[Start of Attachment]
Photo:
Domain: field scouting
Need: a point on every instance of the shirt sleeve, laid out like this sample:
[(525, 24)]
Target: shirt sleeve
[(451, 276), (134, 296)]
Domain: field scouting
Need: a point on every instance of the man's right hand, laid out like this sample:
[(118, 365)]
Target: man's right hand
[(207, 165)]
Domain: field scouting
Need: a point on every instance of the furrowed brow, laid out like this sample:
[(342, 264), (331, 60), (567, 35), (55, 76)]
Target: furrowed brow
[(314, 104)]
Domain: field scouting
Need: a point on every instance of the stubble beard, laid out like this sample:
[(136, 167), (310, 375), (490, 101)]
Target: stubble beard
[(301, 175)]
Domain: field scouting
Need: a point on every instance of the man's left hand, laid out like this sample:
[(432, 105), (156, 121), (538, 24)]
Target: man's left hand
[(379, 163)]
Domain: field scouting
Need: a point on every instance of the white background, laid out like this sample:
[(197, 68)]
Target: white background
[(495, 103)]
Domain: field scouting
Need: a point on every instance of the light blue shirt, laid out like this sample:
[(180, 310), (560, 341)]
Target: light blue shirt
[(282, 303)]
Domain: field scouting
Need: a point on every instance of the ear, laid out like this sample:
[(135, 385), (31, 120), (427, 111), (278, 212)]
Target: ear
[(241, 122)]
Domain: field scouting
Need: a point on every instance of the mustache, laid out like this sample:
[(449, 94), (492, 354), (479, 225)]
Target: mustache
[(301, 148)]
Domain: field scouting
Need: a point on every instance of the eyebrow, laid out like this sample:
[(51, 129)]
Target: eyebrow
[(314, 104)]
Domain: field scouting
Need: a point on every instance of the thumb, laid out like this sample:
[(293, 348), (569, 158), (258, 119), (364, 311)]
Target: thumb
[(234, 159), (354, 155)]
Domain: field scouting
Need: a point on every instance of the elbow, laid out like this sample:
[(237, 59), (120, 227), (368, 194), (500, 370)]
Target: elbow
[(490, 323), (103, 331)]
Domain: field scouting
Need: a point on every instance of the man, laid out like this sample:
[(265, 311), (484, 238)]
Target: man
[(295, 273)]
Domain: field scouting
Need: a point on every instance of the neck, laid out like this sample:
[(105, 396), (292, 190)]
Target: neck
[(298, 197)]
[End of Attachment]
Using the exact wording, transcribe all the records above.

Photo:
Domain: field scouting
Need: a point on every instance of the shirt sleeve, laid out like this sample:
[(525, 24)]
Target: shirt sleeve
[(451, 276), (134, 296)]
Domain: field scouting
Need: a point on every instance of the man's right hand, laid out like this sample:
[(118, 365)]
Target: man's right hand
[(207, 165)]
Domain: field scouting
Need: a point on every instance of the furrowed brow, laid out like this sample:
[(342, 264), (331, 60), (567, 35), (55, 76)]
Target: furrowed brow
[(314, 104)]
Domain: field scouting
Need: a point on every instance of the stubble beard, laid out like this sample:
[(136, 167), (310, 375), (490, 101)]
Target: stubble beard
[(301, 175)]
Domain: field scouting
Need: a point on every instance of the man's left hand, laid out like this sample:
[(432, 105), (156, 121), (538, 24)]
Target: man's left hand
[(379, 163)]
Domain: field scouting
Need: a point on every instance of the white background, laid out like this sample:
[(197, 68)]
Target: white background
[(495, 103)]
Domain: field scouting
Need: a point on every instance of the light blue shirt, laid out like this sample:
[(180, 310), (560, 341)]
Target: light blue shirt
[(282, 303)]
Domain: field scouting
Need: a point on every instance of the ear, laid out like this sample:
[(135, 385), (31, 120), (427, 111), (278, 212)]
Target: ear
[(241, 122)]
Domain: field scouting
Need: a point on every instance of the mustache, laid out like this sample:
[(449, 94), (492, 354), (479, 225)]
Target: mustache
[(301, 148)]
Domain: field scouting
Need: a point on every instance of the eyebrow, laid out like this sample:
[(51, 129)]
Target: eyebrow
[(314, 104)]
Domain: field scouting
Need: a point on every instance of the thumb, laid out like this sample:
[(293, 348), (569, 158), (258, 119), (364, 311)]
Target: thumb
[(234, 159), (354, 155)]
Domain: field scouting
Need: a point on every instance of the elbow, laid out like this sample:
[(237, 59), (120, 227), (368, 194), (500, 370)]
Target: elbow
[(490, 323), (103, 331)]
Domain: field scouting
Need: a point on every instance of the man, laid out like this sample:
[(265, 311), (484, 238)]
Target: man
[(295, 273)]
Domain: field scouting
Need: a point on every instance of the neck, laid out like this sample:
[(105, 396), (292, 190)]
Target: neck
[(298, 197)]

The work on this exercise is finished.